As Melly Alazraki reported Thursday, Coca-Cola, Coca-Cola Hellenic Bottling and Illycafe SpA put together a joint venture to get some ready-to-drink coffees out on the global playing field. The venture, dubbed Ilko Coffee International, will start distribution of its products in April in ten countries. Coffee doesn’t interest me, but this venture does, since I own shares of Coke. Just like PepsiCo, Coke wants to do all it can to supplement its flagship carbonated soda brands with different beverage categories.

While I don’t like coffee, I know that it is a very popular drink around the world; in some respects, consumers are almost religious about coffee (and teas, as well). According to Bloomberg, the value of the ready-for-consumption coffee market is $16 billion, and it is focused in the Asian territory. This international scheme is therefore a great way for American shareholders to capitalize on a weak dollar. Many consumer companies these days are being helped out by currency valuations.

▸ DATA SHOWN:
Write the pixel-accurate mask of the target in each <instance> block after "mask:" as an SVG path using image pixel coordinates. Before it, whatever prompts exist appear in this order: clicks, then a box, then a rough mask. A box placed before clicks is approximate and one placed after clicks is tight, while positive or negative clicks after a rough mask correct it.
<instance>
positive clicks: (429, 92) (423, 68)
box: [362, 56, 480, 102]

--

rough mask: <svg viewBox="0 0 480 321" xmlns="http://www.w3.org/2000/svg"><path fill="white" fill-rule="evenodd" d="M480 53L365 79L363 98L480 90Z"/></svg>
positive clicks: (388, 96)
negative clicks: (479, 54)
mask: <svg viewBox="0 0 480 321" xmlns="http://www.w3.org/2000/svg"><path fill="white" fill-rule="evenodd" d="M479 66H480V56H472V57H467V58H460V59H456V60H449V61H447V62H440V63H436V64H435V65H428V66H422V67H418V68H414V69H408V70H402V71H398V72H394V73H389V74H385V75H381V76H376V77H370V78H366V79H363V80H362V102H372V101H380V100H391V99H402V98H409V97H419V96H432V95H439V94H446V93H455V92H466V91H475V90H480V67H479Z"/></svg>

* * *

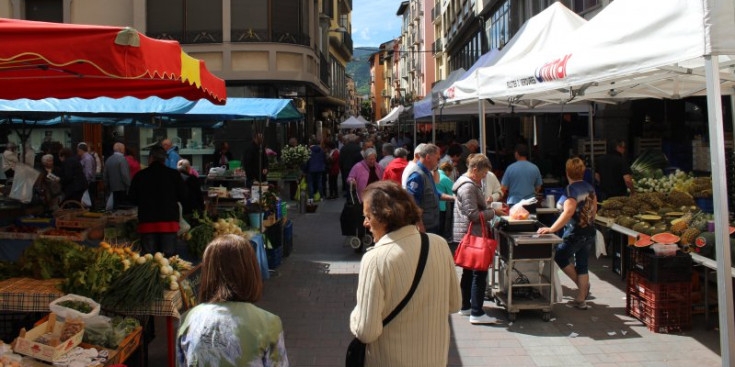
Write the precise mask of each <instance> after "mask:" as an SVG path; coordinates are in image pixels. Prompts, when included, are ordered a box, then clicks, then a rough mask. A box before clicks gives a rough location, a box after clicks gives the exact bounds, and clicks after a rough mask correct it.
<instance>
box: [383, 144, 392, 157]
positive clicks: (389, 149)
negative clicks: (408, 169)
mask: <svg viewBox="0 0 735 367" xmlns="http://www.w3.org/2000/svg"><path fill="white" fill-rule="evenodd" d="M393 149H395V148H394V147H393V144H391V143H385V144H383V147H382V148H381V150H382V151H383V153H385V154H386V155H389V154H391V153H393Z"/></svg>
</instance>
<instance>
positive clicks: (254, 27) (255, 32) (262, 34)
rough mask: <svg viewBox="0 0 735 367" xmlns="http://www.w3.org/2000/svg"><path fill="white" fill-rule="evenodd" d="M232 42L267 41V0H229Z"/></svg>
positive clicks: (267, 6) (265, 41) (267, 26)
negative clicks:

▸ EXERCISE A: Render the entries from the line containing "Write the pixel-accurate" through the line containing "box: [362, 56, 480, 102]" as a Markdown table with the columns Number and Entry line, omitting blank lines.
▸ EXERCISE B: Extend the commentary on the Coca-Cola coffee joint venture past its final sentence.
The passage on the Coca-Cola coffee venture and the entries come from unrelated sources.

▸ REPLY A:
| Number | Entry line |
|---|---|
| 1 | Write the pixel-accurate mask of the target in each <instance> block after "mask:" as an SVG path using image pixel coordinates. Before it, whatever prompts exist appear in this order: clicks, then a box, then a rough mask. A box placed before clicks is approximate and one placed after clicks is tight, while positive or negative clicks after a rough mask correct it. |
| 2 | <instance> |
| 3 | positive clicks: (429, 92) (423, 68) |
| 4 | box: [362, 56, 480, 102] |

▸ REPLY B:
I can only envision that this market will grow significantly over time, and that Coca-Cola would be smart to aggressively invest in it and leverage its world-class distribution system to grab as much share as it possibly can. Future growth in case-volume is going to be directly dependent on Coke and its capability to work with its bottlers to efficiently exploit opportunities such as these.

With its blue-chip marketing muscle, I have no doubt that Coke will be able to translate many of these kinds of deals, in conjunction with its already deep collection of beverage products, into quality cash flows and further increases in its annual dividend payout, which is the ultimate reason for being a shareholder.

Disclosure: I own shares of Coca-Cola; positions can change at any time.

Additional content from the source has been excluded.